DATASET CONTENT:
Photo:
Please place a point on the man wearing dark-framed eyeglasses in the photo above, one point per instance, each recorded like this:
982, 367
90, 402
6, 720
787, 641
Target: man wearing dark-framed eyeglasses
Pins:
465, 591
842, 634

==

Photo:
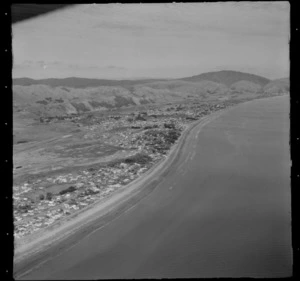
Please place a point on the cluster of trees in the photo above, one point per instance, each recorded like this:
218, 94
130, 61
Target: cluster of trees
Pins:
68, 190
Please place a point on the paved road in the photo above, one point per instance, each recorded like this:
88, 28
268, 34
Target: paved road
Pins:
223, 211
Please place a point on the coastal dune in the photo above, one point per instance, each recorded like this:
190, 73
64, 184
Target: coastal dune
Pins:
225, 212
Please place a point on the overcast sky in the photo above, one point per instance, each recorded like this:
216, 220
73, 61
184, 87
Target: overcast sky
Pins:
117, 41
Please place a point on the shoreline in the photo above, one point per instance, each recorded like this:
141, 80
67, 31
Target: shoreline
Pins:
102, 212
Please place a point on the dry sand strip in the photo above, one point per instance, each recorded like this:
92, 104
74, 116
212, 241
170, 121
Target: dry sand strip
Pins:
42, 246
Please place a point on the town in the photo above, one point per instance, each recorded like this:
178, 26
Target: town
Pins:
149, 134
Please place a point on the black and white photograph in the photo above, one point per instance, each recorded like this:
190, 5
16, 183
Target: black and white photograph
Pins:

* * *

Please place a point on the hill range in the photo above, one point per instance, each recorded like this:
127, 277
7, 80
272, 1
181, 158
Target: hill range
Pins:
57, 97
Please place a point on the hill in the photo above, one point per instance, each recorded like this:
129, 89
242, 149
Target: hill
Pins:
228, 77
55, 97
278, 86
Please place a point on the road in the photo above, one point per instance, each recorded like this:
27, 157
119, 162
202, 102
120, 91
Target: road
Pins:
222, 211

WRITTEN TASK: State how many of the lines above contain the word "black", giving only the number.

FINISHED ANSWER: 2